- SELECTED PASSAGE
——————

As travel restrictions are lifted, analysts are becoming increasingly bullish on the outlook for hospitality trusts. DBS Group Research believes that the worst of the lockdowns are done and dusted. “The return of leisure travel has led to hoteliers’ hiking room rates. Leisure demand is poised for a meaningful upturn come 2H2022 as governments across the world ease Covid tests and quarantine requirements for vaccinated travellers,” a May DBS report points out.
For instance, RevPAR rose by 34% y-o-y in 1Q2022 in many countries, DBS observes. Its analysts believe that the uptick in Omicron cases globally that is being reported currently is unlikely to derail the recovery trajectory.
“We continue to expect more upside to RevPAR from 2Q22 onwards. The forward booking pace has improved and hoteliers are more confident in hiking room rates,” DBS says.
DBS Research says that security-holders of these hospitality trusts are getting value for money in that the valuation implies these assets are priced below replacement costs. Investment properties including hotels and lodging assets are valued based on their rental income and outlook. The pandemic and the lockdowns caused a dip in these metrics. The net asset value of CDL Hospitality Trusts (CDLHT) fell from $1.53 as at Dec 31, 2019, to $1.33 as at Dec 31, 2021, after hitting a low of $1.32 as at Dec 31, 2020.

——————

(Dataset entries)

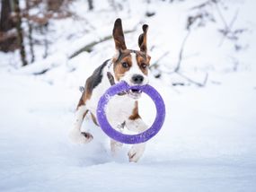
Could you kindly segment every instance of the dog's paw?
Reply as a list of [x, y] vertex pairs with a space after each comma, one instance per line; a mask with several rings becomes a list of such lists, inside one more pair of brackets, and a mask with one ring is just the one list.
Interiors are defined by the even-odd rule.
[[88, 144], [93, 139], [93, 136], [86, 132], [71, 131], [69, 138], [75, 144]]
[[144, 153], [145, 144], [133, 145], [128, 151], [128, 156], [130, 162], [137, 162]]

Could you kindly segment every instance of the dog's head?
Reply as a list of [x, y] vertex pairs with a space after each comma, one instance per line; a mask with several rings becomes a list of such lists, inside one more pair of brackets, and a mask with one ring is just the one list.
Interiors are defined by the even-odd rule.
[[[128, 49], [125, 42], [122, 22], [117, 19], [113, 29], [113, 38], [117, 53], [113, 57], [113, 71], [116, 81], [125, 81], [129, 85], [148, 83], [150, 56], [147, 55], [146, 32], [148, 26], [142, 27], [143, 33], [138, 37], [139, 50]], [[136, 94], [136, 92], [133, 92]]]

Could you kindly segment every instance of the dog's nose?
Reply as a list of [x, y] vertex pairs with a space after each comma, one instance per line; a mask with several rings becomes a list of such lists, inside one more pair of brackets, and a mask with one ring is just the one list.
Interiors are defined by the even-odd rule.
[[135, 84], [141, 84], [144, 77], [140, 74], [134, 74], [131, 79]]

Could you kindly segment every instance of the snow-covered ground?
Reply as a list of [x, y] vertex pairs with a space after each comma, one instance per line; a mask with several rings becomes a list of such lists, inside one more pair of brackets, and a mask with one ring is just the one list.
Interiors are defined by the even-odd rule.
[[[227, 39], [219, 46], [222, 37], [216, 29], [223, 27], [221, 22], [191, 33], [181, 72], [199, 82], [207, 72], [207, 83], [205, 87], [173, 87], [171, 81], [182, 79], [168, 70], [175, 67], [186, 35], [188, 10], [204, 1], [172, 5], [131, 2], [125, 1], [124, 10], [117, 12], [98, 2], [92, 13], [83, 1], [74, 3], [73, 9], [93, 27], [70, 19], [54, 22], [51, 35], [56, 42], [49, 57], [31, 66], [17, 69], [17, 53], [1, 53], [0, 191], [255, 191], [255, 3], [226, 1], [230, 9], [223, 11], [230, 21], [239, 9], [234, 25], [248, 29], [237, 42], [243, 48], [240, 52]], [[155, 16], [146, 18], [146, 10], [155, 12]], [[67, 57], [109, 35], [116, 17], [123, 19], [125, 30], [139, 22], [149, 24], [153, 63], [170, 52], [161, 60], [167, 73], [161, 79], [151, 77], [151, 84], [165, 101], [165, 123], [137, 163], [128, 162], [128, 145], [112, 157], [108, 137], [91, 122], [84, 127], [90, 127], [94, 135], [92, 143], [77, 145], [67, 137], [80, 97], [78, 87], [112, 56], [114, 45], [109, 40], [91, 53]], [[220, 20], [217, 14], [216, 19]], [[89, 32], [83, 36], [85, 31]], [[127, 34], [129, 48], [136, 48], [140, 31], [138, 27]], [[67, 38], [75, 32], [75, 37]], [[234, 61], [239, 62], [236, 71]], [[52, 69], [44, 74], [31, 74], [49, 66]], [[150, 124], [154, 118], [153, 103], [148, 98], [141, 101], [140, 112]]]

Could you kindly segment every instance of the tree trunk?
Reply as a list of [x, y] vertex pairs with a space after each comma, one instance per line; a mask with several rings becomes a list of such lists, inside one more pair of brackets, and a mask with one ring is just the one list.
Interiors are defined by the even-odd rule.
[[[31, 4], [30, 0], [26, 0], [26, 9], [29, 13], [29, 10], [31, 9]], [[30, 51], [31, 51], [31, 63], [33, 63], [35, 61], [35, 54], [34, 54], [34, 43], [33, 43], [33, 38], [32, 38], [32, 32], [33, 32], [33, 25], [32, 22], [27, 19], [27, 24], [29, 27], [29, 44], [30, 44]]]
[[22, 17], [21, 17], [21, 10], [20, 10], [20, 4], [19, 0], [13, 0], [13, 8], [15, 12], [15, 19], [16, 19], [16, 31], [18, 35], [18, 44], [20, 48], [20, 55], [21, 59], [22, 62], [22, 66], [25, 66], [28, 65], [27, 59], [26, 59], [26, 51], [23, 44], [23, 32], [22, 28]]
[[13, 21], [11, 18], [12, 7], [9, 0], [2, 0], [1, 18], [0, 18], [0, 31], [6, 32], [15, 27]]
[[0, 18], [0, 50], [4, 52], [13, 51], [17, 48], [17, 37], [13, 31], [15, 23], [12, 17], [10, 0], [2, 0]]

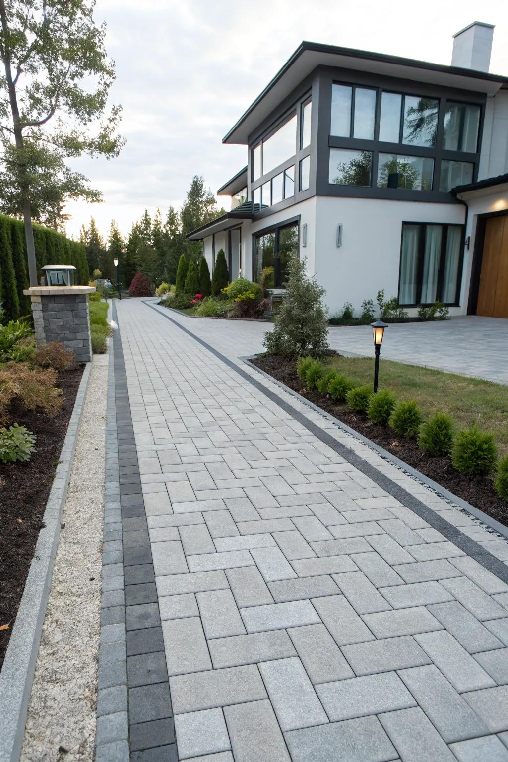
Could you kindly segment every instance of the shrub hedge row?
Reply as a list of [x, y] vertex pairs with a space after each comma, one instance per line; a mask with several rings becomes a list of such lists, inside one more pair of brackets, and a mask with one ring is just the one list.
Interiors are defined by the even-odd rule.
[[[72, 264], [76, 268], [76, 283], [88, 282], [88, 265], [85, 246], [71, 241], [40, 225], [34, 226], [37, 277], [45, 264]], [[28, 263], [23, 223], [0, 214], [0, 302], [7, 320], [15, 320], [30, 311], [30, 299], [23, 290], [28, 288]]]

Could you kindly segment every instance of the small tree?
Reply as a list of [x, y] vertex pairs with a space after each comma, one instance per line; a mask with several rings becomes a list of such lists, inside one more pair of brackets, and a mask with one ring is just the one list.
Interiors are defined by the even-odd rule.
[[208, 262], [204, 257], [200, 260], [200, 293], [203, 296], [209, 296], [212, 293], [212, 281], [210, 280], [210, 271], [208, 268]]
[[177, 270], [177, 283], [175, 288], [176, 293], [184, 293], [185, 291], [185, 279], [187, 277], [188, 267], [189, 263], [187, 262], [187, 258], [185, 255], [183, 254], [178, 261], [178, 269]]
[[150, 281], [145, 275], [138, 270], [133, 278], [133, 282], [129, 288], [129, 293], [131, 296], [152, 296], [153, 289], [150, 285]]
[[229, 283], [229, 273], [223, 248], [219, 248], [212, 276], [212, 296], [218, 296]]
[[286, 357], [318, 356], [328, 348], [328, 328], [322, 298], [324, 289], [305, 275], [306, 259], [292, 255], [288, 264], [287, 296], [273, 330], [264, 337], [269, 352]]
[[197, 277], [196, 265], [193, 262], [191, 262], [189, 265], [189, 269], [187, 271], [187, 277], [185, 278], [185, 287], [184, 290], [185, 291], [185, 293], [191, 293], [193, 296], [194, 294], [199, 293], [199, 288], [200, 279]]

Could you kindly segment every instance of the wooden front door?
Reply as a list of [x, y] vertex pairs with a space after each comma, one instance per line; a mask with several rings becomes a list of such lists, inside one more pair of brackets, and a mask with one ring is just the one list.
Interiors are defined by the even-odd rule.
[[508, 214], [487, 220], [476, 314], [508, 318]]

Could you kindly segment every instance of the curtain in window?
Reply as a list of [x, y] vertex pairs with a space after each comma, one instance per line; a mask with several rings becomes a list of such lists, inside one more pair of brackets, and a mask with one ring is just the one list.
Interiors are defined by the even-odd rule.
[[441, 301], [443, 304], [453, 304], [455, 300], [462, 235], [462, 228], [455, 228], [452, 226], [449, 227], [445, 254], [445, 269], [443, 277], [443, 293], [441, 295]]
[[402, 257], [401, 261], [401, 286], [399, 289], [399, 302], [401, 304], [416, 303], [419, 237], [419, 226], [404, 226], [402, 232]]
[[425, 230], [425, 251], [422, 274], [421, 304], [433, 304], [437, 293], [437, 274], [441, 257], [440, 225], [427, 225]]

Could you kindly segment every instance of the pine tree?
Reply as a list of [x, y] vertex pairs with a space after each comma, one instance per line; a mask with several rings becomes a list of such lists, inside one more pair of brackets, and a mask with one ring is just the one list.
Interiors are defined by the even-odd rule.
[[273, 330], [264, 344], [273, 354], [298, 357], [319, 356], [328, 348], [328, 328], [322, 299], [324, 289], [305, 275], [306, 259], [292, 255], [288, 264], [287, 296], [283, 299]]
[[208, 268], [208, 262], [205, 257], [201, 257], [200, 260], [200, 293], [202, 296], [209, 296], [212, 293], [212, 281], [210, 280], [210, 271]]
[[2, 271], [2, 303], [8, 320], [19, 318], [19, 299], [16, 274], [12, 264], [11, 231], [7, 217], [0, 217], [0, 271]]
[[189, 267], [187, 258], [184, 254], [181, 255], [178, 261], [178, 269], [177, 270], [176, 293], [185, 293], [185, 279], [187, 277], [187, 267]]
[[194, 264], [193, 262], [191, 262], [187, 271], [187, 277], [185, 278], [185, 286], [184, 287], [184, 290], [185, 293], [192, 294], [192, 296], [193, 296], [196, 293], [200, 293], [199, 289], [200, 289], [200, 278], [197, 274], [196, 265]]
[[228, 283], [229, 273], [228, 272], [228, 265], [225, 261], [225, 255], [224, 249], [220, 248], [217, 255], [217, 259], [216, 260], [216, 266], [213, 268], [213, 275], [212, 276], [212, 296], [218, 296]]

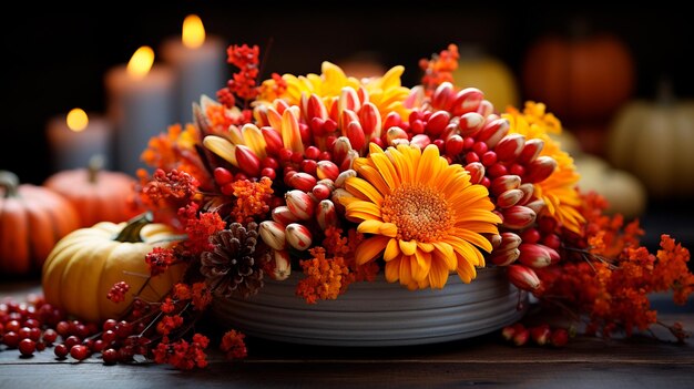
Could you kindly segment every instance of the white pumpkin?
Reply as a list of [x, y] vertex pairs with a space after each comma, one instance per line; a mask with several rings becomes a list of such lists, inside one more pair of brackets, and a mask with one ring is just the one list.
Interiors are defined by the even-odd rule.
[[647, 204], [647, 194], [643, 184], [631, 173], [616, 170], [598, 156], [580, 154], [574, 158], [576, 171], [581, 174], [579, 188], [582, 192], [594, 191], [601, 194], [610, 206], [608, 214], [622, 214], [626, 219], [639, 217]]
[[635, 101], [618, 114], [608, 157], [636, 175], [657, 198], [694, 195], [694, 101]]

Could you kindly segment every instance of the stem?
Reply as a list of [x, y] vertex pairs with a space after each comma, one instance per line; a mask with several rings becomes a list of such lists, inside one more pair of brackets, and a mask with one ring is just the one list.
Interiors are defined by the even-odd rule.
[[4, 198], [17, 197], [19, 194], [19, 177], [17, 174], [8, 171], [0, 171], [0, 187], [4, 188]]
[[140, 232], [142, 227], [152, 223], [153, 216], [151, 212], [145, 212], [141, 215], [137, 215], [130, 221], [121, 232], [118, 234], [113, 240], [116, 242], [129, 242], [129, 243], [139, 243], [143, 242], [142, 236], [140, 236]]
[[88, 165], [88, 181], [90, 184], [96, 183], [96, 177], [99, 176], [99, 172], [103, 170], [103, 155], [96, 154], [89, 158]]

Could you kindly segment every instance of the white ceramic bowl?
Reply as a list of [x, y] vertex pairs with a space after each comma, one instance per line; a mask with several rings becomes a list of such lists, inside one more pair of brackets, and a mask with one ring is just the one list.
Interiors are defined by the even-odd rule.
[[300, 274], [268, 280], [248, 299], [215, 298], [222, 324], [249, 336], [323, 346], [405, 346], [488, 334], [525, 313], [528, 294], [512, 286], [503, 268], [483, 268], [471, 284], [451, 275], [443, 289], [408, 290], [382, 277], [355, 283], [336, 300], [306, 304], [295, 294]]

——————

- QUESTIONS ON THE MATERIAL
1/ Answer these questions about the hospitality trusts article:
(a) By what percentage did RevPAR rise year on year in 1Q2022 in many countries, according to DBS?
(b) In which period is leisure demand poised for a meaningful upturn?
(c) What was the net asset value of CDL Hospitality Trusts as at Dec 31, 2021?
2/ From the hospitality trusts article, extract the text between "As travel restrictions" and "report points out.", inclusive.
This data has no connection to the article on hospitality trusts.

- SOLUTIONS TO THE TASKS
1/
(a) 34%
(b) 2H2022
(c) $1.33

2/
As travel restrictions are lifted, analysts are becoming increasingly bullish on the outlook for hospitality trusts. DBS Group Research believes that the worst of the lockdowns are done and dusted. “The return of leisure travel has led to hoteliers’ hiking room rates. Leisure demand is poised for a meaningful upturn come 2H2022 as governments across the world ease Covid tests and quarantine requirements for vaccinated travellers,” a May DBS report points out.